Set exercise: Turn the rows below into a JSON list of strings, one string per line, with blank lines left out. Leave the pictures out of the list.

Data provided:
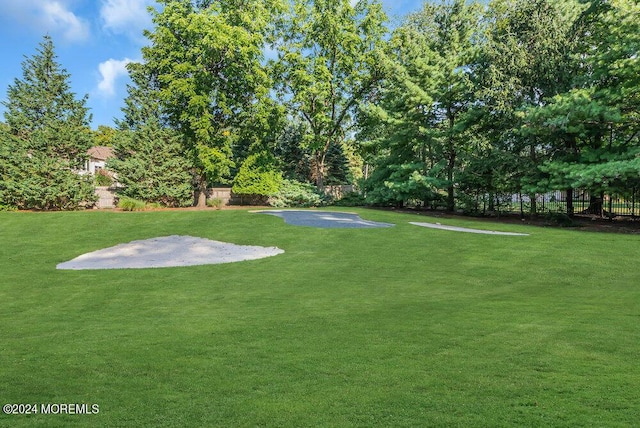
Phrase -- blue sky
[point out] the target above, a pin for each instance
(94, 40)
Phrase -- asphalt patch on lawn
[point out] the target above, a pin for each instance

Finished exercise:
[
  "Phrase -- blue sky",
  "[point out] the target above, a pin for each instance",
  "(94, 40)",
  "Phrase -- asphalt patch on lawn",
  "[point out] the target above, a pin for each instance"
]